▸ **Page excerpt**
# Tangential Tool Holder



## Andre (Aug 16, 2014)

Just thought I'd show this off, a tangential tool holder for my Craftsman 109.20630. Still needs some tweaking and have to remove some off the bottom to lower it to provide more clearance for larger work. Lathe running in backgear on mild steel using Kerosene as a cutting fluid.

[video=youtube;qDoYFBykwEs]https://www.youtube.com/watch?v=qDoYFBykwEs[/video]




Just got some HF 1/8" letter# stamps, already have the 1/4" stamps but the 1/8" stamps are a lot nicer and stamp better. Had to try them out, my initials. 




Thanks for looking!


----------



## Hawkeye (Aug 16, 2014)

Very nice, Andre. I haven't tried a round bit yet. I might just have to make one.


----------



## Bishop (Aug 16, 2014)

Hawkeye said:


> Very nice, Andre. I haven't tried a round bit yet. I might just have to make one.



I was just thinking the exact same thing. Nice work Andre. 

Shawn


----------



## Andre (Aug 17, 2014)

Thanks!

Having some chatter problems with high surface speeds, will have to figure that out. Might make a good roughing tool though.


----------



## ericc (Aug 18, 2014)

Trouble with high speeds?  What is the surface speed these are being cut with in the video?


----------



## mattthemuppet2 (Aug 18, 2014)

Lovely holder, looks like you did a good job. The chatter is most likely the huge nose radius and small lathe. The bigger the nose radius, the greater the HP and rigidity needed for it to cut without chatter. Grind the cutting to into a 80 to 85 degree V and try again. All the tangential tool bits I've seen have been V shaped. Let us know how you get on.

BTW if you need any HSS bits let me know, I have plenty to spare


----------



## Don B (Aug 20, 2014)

Andre said:


> Just thought I'd show this off, a tangential tool holder for my Craftsman 109.20630.



Nice work Andre......)


----------



## Andre (Aug 20, 2014)

ericc said:


> Trouble with high speeds?  What is the surface speed these are being cut with in the video?



Lathe is in backgear, maybe 200 RPM. Piece started out 1/4" in diameter so.... about 13 FPM. 
I get chatter at normal lathe speed, around 1000 rpm on this machine. I have to play around with rake angles on the tool. Have not used it much.

- - - Updated - - -



mattthemuppet said:


> Lovely holder, looks like you did a good job. The chatter is most likely the huge nose radius and small lathe. The bigger the nose radius, the greater the HP and rigidity needed for it to cut without chatter. Grind the cutting to into a 80 to 85 degree V and try again. All the tangential tool bits I've seen have been V shaped. Let us know how you get on.
> 
> BTW if you need any HSS bits let me know, I have plenty to spare



Thank you! 
I was thinking it was because of the nose radius and rake angle. I don't know if you could see but the chip was a good 1/8" wide.
Thanks for the offer! I have a lot of HSS scrap, thanks to learning how to mill ) I think I used a broken center drill as a cutter.

- - - Updated - - -



Don B said:


> Nice work Andre......)



Thanks Don!


----------



## burgermeister (Aug 20, 2014)

Pardon my ignorance, but what does this do that a normal tool holder doesn't?  It clearly does cut very nicely.  Is it the rake angle of the cutting edge?  It seems similar to what a rocker toolpost with its holders would produce, which does seem more optimal than what can be achieved with a QCTP.

▸ **Record set**
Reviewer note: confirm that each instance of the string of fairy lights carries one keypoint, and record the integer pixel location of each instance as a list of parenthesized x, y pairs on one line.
==
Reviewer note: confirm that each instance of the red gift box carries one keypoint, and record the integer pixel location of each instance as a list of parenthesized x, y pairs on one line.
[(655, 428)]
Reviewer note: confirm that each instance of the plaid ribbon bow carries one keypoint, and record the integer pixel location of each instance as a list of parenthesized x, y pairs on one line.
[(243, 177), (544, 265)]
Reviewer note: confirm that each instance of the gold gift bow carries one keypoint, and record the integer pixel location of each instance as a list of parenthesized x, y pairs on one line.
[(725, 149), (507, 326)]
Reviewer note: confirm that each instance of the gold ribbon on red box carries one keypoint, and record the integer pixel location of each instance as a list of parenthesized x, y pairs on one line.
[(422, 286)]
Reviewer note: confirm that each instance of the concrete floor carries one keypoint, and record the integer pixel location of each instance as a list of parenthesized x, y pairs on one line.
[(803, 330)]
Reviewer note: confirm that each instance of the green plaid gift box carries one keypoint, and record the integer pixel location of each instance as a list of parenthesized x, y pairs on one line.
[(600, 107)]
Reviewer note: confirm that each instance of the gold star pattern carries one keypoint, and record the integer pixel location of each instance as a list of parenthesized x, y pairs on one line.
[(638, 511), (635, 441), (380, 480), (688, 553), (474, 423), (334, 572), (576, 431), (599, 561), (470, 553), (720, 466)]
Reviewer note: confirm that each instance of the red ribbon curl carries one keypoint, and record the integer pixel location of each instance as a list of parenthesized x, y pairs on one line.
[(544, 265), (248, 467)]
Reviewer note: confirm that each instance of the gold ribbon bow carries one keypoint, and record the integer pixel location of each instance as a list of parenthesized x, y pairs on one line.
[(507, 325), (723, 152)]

▸ **Requirements**
Reproduce the passage of the tangential tool holder thread starting at "## Andre (Aug 16, 2014)" and ending at "a cutting fluid.".

▸ **Worked solution**
## Andre (Aug 16, 2014)

Just thought I'd show this off, a tangential tool holder for my Craftsman 109.20630. Still needs some tweaking and have to remove some off the bottom to lower it to provide more clearance for larger work. Lathe running in backgear on mild steel using Kerosene as a cutting fluid.